══ TEXT SEGMENT

Welcome to the Sanford School of Public Policy's resource library for issues related to Diversity, Equity and Inclusion. We hope these items are useful to you.

Educational Resources

Paying an Unfair Price: The Financial Penalty for LGBT Women in America

This report focuses on the economic challenges facing LGBT women across the nation in three critical areas: jobs, health and family. It also offers recommendations for change. Report; Center for American Progress and the Movement Advancement Project

Discrimination in America: Experiences and Views of LGBTQ Americans

Findings from a nationally representative sample of U.S. adults illustrate the significant experiences of discrimination faced across multiple areas of life by LGBTQ people in America today. Report; NPR

Exile and Pride: Disability, Queerness, and Liberation

In Exile and Pride, Eli Clare offers an intersectional framework for understanding how we actually live with the daily hydraulics of oppression, power, and resistance. At the root of Clare's exploration of environmental destruction and capitalism, sexuality and institutional violence, gender and the body politic, is a call for social justice movements that are truly accessible to everyone. Book by Eli Clare 

Stolen Bodies, Reclaimed Bodies: Disability and Queerness

Eli Clare analyzes both disability and transgender communities through a comparative lens from its terminology to its form of discrimination. Through words and images of experience, Clare explores the internal struggles of living in a distinguished body that becomes eye-catching in a negative way. Research Article by Eli Clare

Gender Trouble: Feminism and the Subversion of Identity

Butler’s primary aims in the work are to make a case for rejecting an essential female identity as the basis for feminist practice and to come up with an account of gender formation without recourse to the female body as a natural phenomenon. Butler’s theoretical approach in this project is eclectic, drawing from poststructuralism, psychoanalysis, French and American feminism, linguistics, and the history of ideas. Essay by Judith Butler

We Have Always Been Here: A Queer Muslim Memoir

Habib's memoir explores faith, art, love, and queer sexuality throughout her life as an Ahmadi Muslim in Pakistan and then as a refugee in Canada. She shares her experiences with threats from Islamic extremists, bullying, racism, poverty, arranged marriage, and self-liberation. Book by Samra Habib

Still Processing

Jenna Wortham and Wesley Morris, two culture writers for The New York Times, devour TV, movies, art, music and the internet to find the things that move them — to tears, awe and anger.

════
══ EXTRACTED RECORDS

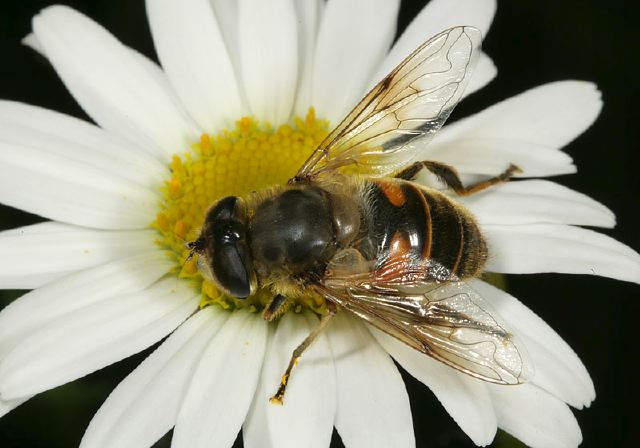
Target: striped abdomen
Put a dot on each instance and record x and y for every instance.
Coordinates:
(406, 219)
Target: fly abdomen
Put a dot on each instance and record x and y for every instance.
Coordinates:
(410, 222)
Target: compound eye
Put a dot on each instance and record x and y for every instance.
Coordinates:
(231, 267)
(229, 255)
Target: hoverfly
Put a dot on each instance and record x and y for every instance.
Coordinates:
(392, 252)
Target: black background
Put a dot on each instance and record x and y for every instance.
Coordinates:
(531, 42)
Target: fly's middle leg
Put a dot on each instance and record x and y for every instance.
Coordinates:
(449, 176)
(278, 397)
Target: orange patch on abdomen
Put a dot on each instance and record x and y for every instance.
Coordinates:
(393, 192)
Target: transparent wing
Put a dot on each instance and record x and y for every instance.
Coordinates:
(404, 110)
(448, 321)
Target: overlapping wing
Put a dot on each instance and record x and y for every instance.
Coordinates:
(403, 110)
(446, 320)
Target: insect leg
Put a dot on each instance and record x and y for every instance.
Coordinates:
(450, 177)
(278, 398)
(276, 307)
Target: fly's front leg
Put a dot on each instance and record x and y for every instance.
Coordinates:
(450, 177)
(278, 398)
(276, 307)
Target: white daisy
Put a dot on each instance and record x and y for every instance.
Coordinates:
(121, 195)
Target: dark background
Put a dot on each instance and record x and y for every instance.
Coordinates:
(531, 42)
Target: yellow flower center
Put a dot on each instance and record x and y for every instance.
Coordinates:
(235, 162)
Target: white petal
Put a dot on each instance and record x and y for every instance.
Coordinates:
(537, 201)
(465, 398)
(223, 384)
(529, 249)
(269, 57)
(111, 84)
(193, 54)
(558, 369)
(437, 16)
(306, 418)
(309, 13)
(535, 417)
(32, 256)
(8, 406)
(93, 337)
(66, 136)
(31, 41)
(483, 73)
(372, 402)
(145, 404)
(226, 13)
(526, 129)
(354, 36)
(39, 307)
(66, 189)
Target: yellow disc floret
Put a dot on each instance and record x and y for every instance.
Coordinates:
(250, 157)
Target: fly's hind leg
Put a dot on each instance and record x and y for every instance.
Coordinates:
(278, 398)
(450, 177)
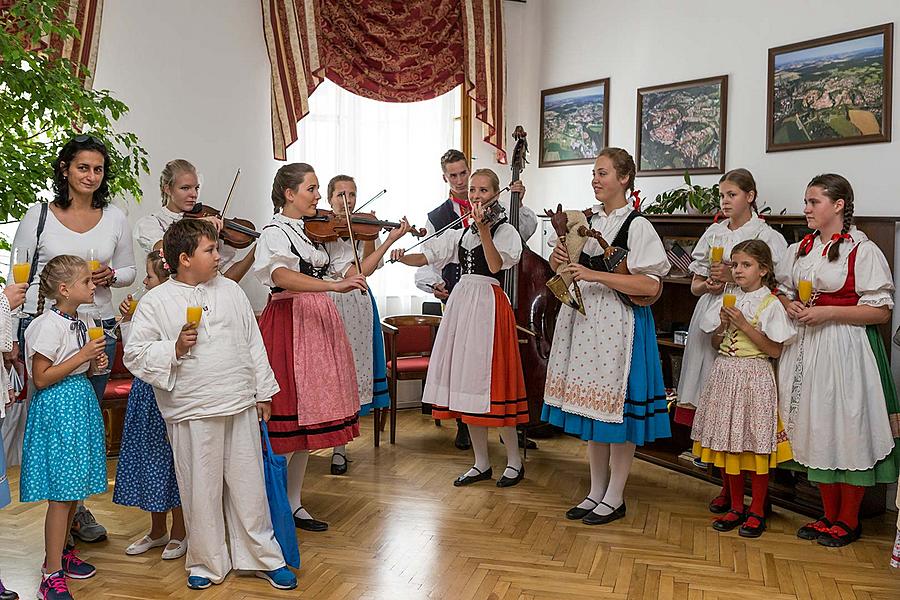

════

▶ [WHAT THIS EXERCISE ASKS]:
(1) Do these statements agree with the resource library text? Answer yes or no for each, and quote the deciding words of the text.
(a) The report on the financial penalty for LGBT women looks at jobs, health and family.
(b) Samra Habib's memoir covers her life as a refugee in the United States.
(c) Gender Trouble is listed as a book by Judith Butler.
(2) Pick up the resource library text after its last sentence and keep it going.
The entries are not needed for anything here.

▶ [RESPONSES FOR EACH TASK]:
(1)
(a) Yes: "three critical areas: jobs, health and family"
(b) No: "then as a refugee in Canada"
(c) No: "Essay by Judith Butler"

(2)
Black Girl Dangerous

The Black Girl Dangerous podcast aims to amplify the voices, experiences and expressions of queer and trans people of color. This podcast is hosted by Mia McKenzie.

Umbrella

The Umbrella Podcast, hosted by Glynn M. and Dawson Schacter, is devoted to diverse members of the LGBTQ+ community gathering to talk about a wide range of intersectional, complex issues facing us, internally and externally.

Nancy

Tobin Low and Kathy Tu offer stories and conversations about the queer experience today. 

The Ten

The Ten, hosted by Zack Stafford, is a weekly look at news and culture through a queer lens. Stafford, alongside reporters and contributors, brings queer voices to the forefront while diving deep into the stories that matter.

Hoodrat to Headwrap

The hosts game give, dismantle white supremacy, and kiki in the cosmos somewhere between radical hood epistemological black queer love ethics, pop culture, house plants and a sea of books.

Making Gay History

Since 2016, Making Gay History, hosted by Eric Marcus, has been bringing the largely hidden history of the LGBTQ civil rights movement to life through the voices of the people who lived it.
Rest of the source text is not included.